● GIVEN INSTRUCTION A
Extract from the records below every line that contains the string "separate". Matching is case-sensitive.

I miss Metric, a lot, but they have promised a new album - already in the can - that will be released in early 2009.

Here's another surprise: Sunday at Devil Dirt was certainly one good thing in 2008; now Isobel Campbell and Mark Lanegan have spoiled us with a bonus for Christmas! It is a CD EP called 'Keep Me In Mind Sweetheart' and, while the title track does feature on the album the other five here, also recorded during the album sessions, do not and tend to be more mellow than those tracks that appeared on the album.

The artwork for the EP...

...probably mirrors the sentiment and 'Asleep On A Sixpence' and
'Rambing Rose, Creeping Vine' particularly do so.

Saturday, November 29, 2008

Boca al Lupo

One of the facts of getting older is, perhaps, that you should pay more attention to your own sanity. I'm still not sure how this works but, for me at least, this seems to include the realisation that I like a far wider range of music than I did when I was a teenager. It is true that what I liked then was not just current chart; now I like a diverse range but it still includes plenty of chart music. I liked much folk/roots music then too and I still do. Wholly electronic music is something that I'd never really considered until somehow, and quite why I can no longer remember, I decided to give it a try...

● GIVEN INSTRUCTION B
Translate this sentence from the music post into Spanish: "One of the facts of getting older is, perhaps, that you should pay more attention to your own sanity."

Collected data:
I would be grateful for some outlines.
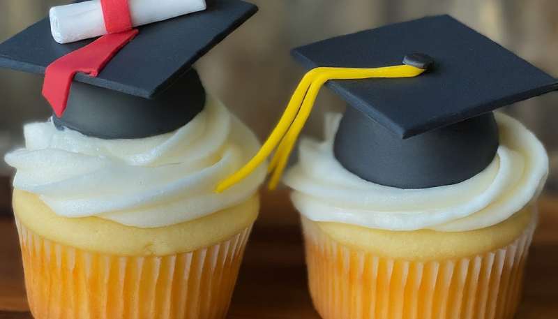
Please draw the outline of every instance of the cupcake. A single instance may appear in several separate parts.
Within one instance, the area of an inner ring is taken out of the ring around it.
[[[294,55],[310,71],[246,167],[277,146],[273,187],[321,87],[347,102],[326,117],[323,141],[301,142],[284,179],[322,317],[513,318],[548,158],[491,111],[557,80],[447,15]]]
[[[259,143],[191,64],[255,12],[215,1],[132,29],[98,77],[81,75],[67,92],[65,70],[123,34],[57,60],[67,47],[50,37],[20,47],[49,31],[46,20],[0,45],[15,68],[56,60],[43,87],[55,114],[25,125],[24,147],[5,157],[17,170],[13,208],[36,318],[225,318],[265,171],[214,191]]]

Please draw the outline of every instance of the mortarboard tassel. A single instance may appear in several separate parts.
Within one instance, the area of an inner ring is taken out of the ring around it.
[[[425,71],[426,68],[406,64],[373,68],[320,67],[310,71],[294,90],[281,119],[258,153],[242,168],[219,183],[216,192],[221,193],[250,175],[276,149],[268,169],[268,172],[272,174],[269,188],[274,189],[279,183],[296,139],[312,112],[318,93],[328,81],[414,77]]]
[[[108,34],[52,62],[45,71],[43,96],[61,117],[66,110],[75,73],[96,77],[110,59],[137,34],[133,29],[128,0],[101,0]]]

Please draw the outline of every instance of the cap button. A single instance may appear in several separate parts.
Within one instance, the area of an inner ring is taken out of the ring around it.
[[[403,58],[403,64],[423,70],[430,70],[434,67],[434,59],[424,53],[411,53]]]

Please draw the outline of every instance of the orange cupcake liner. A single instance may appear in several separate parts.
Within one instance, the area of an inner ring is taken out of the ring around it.
[[[36,319],[225,318],[251,230],[188,253],[133,257],[61,245],[16,224]]]
[[[419,262],[345,246],[303,218],[315,307],[324,319],[511,319],[535,226],[494,251]]]

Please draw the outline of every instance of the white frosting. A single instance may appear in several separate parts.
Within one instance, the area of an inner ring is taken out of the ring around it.
[[[40,195],[58,215],[98,216],[139,228],[190,221],[241,203],[257,191],[264,165],[222,193],[218,182],[257,151],[254,134],[220,102],[174,132],[101,140],[52,121],[27,124],[26,147],[6,156],[14,187]]]
[[[389,230],[459,232],[495,225],[538,195],[548,171],[546,151],[518,121],[497,113],[500,146],[493,162],[454,185],[401,189],[365,181],[335,158],[333,142],[340,115],[326,117],[322,142],[301,142],[299,163],[287,172],[293,202],[315,221]]]

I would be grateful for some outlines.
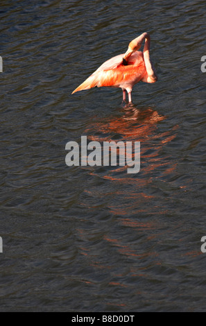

● REPLY A
Please draw the outline of every instance of the cupcake. A single instance may appear in several separate parts.
Please draw the outline of every instance of the mortarboard tassel. A single instance may appear in several separate parts.
Please draw the outline of every instance of the cap button. A single instance may appear in several separate parts.
Please draw the outline of every instance of the orange cupcake liner. A single instance may appear in several separate parts.
Please draw the outline of every instance of the white frosting. A single instance may appear in several separate parts.

● REPLY B
Uno de los hechos de envejecer es, quizás, que deberías prestar más atención a tu propia cordura.